**What this task involves**
Extract every line of text from the entries below, verbatim, and leave the pictures out of your answer.

**Available data**
%%
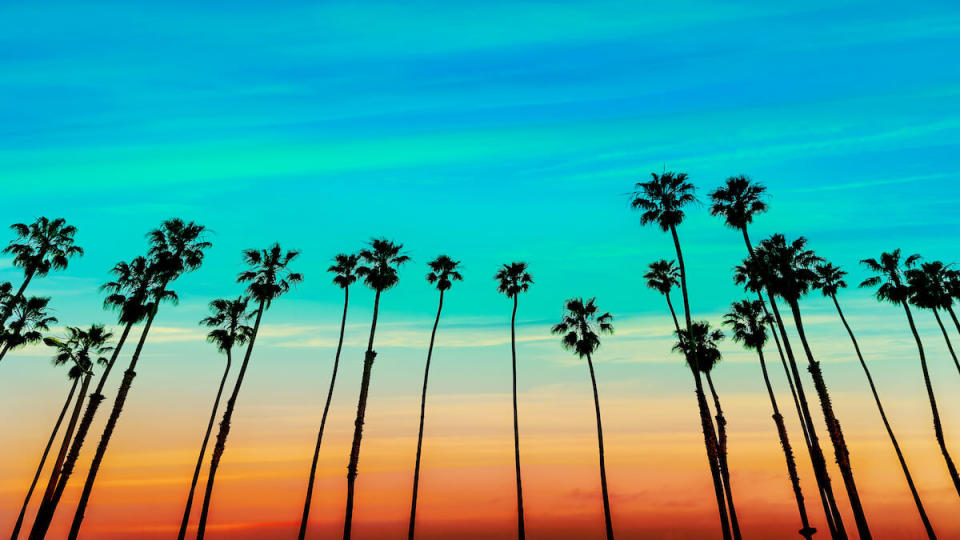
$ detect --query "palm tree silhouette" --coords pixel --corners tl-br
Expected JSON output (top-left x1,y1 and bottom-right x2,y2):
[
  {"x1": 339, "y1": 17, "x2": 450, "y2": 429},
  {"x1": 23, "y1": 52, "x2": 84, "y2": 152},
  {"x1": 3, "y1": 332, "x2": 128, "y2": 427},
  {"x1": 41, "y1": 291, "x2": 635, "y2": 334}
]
[
  {"x1": 710, "y1": 175, "x2": 846, "y2": 538},
  {"x1": 550, "y1": 298, "x2": 613, "y2": 540},
  {"x1": 407, "y1": 255, "x2": 463, "y2": 540},
  {"x1": 197, "y1": 244, "x2": 303, "y2": 540},
  {"x1": 177, "y1": 296, "x2": 253, "y2": 540},
  {"x1": 630, "y1": 172, "x2": 740, "y2": 540},
  {"x1": 860, "y1": 249, "x2": 960, "y2": 495},
  {"x1": 723, "y1": 299, "x2": 817, "y2": 540},
  {"x1": 745, "y1": 234, "x2": 871, "y2": 539},
  {"x1": 343, "y1": 238, "x2": 410, "y2": 540},
  {"x1": 493, "y1": 262, "x2": 533, "y2": 540},
  {"x1": 297, "y1": 253, "x2": 360, "y2": 540},
  {"x1": 812, "y1": 262, "x2": 936, "y2": 539}
]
%%
**Task result**
$ detect --query "palm tree silhouette" --coords pixel --corners tl-br
Expected JSON output (top-left x1,y1 and bottom-right x2,y2):
[
  {"x1": 339, "y1": 17, "x2": 450, "y2": 429},
  {"x1": 23, "y1": 52, "x2": 84, "y2": 152},
  {"x1": 3, "y1": 332, "x2": 128, "y2": 427},
  {"x1": 41, "y1": 291, "x2": 635, "y2": 334}
]
[
  {"x1": 710, "y1": 175, "x2": 846, "y2": 538},
  {"x1": 550, "y1": 298, "x2": 613, "y2": 540},
  {"x1": 407, "y1": 255, "x2": 463, "y2": 540},
  {"x1": 197, "y1": 244, "x2": 303, "y2": 540},
  {"x1": 177, "y1": 296, "x2": 253, "y2": 540},
  {"x1": 630, "y1": 172, "x2": 740, "y2": 540},
  {"x1": 860, "y1": 249, "x2": 960, "y2": 495},
  {"x1": 723, "y1": 299, "x2": 817, "y2": 540},
  {"x1": 745, "y1": 234, "x2": 871, "y2": 539},
  {"x1": 343, "y1": 238, "x2": 410, "y2": 540},
  {"x1": 493, "y1": 262, "x2": 533, "y2": 540},
  {"x1": 297, "y1": 253, "x2": 360, "y2": 540},
  {"x1": 812, "y1": 262, "x2": 936, "y2": 539}
]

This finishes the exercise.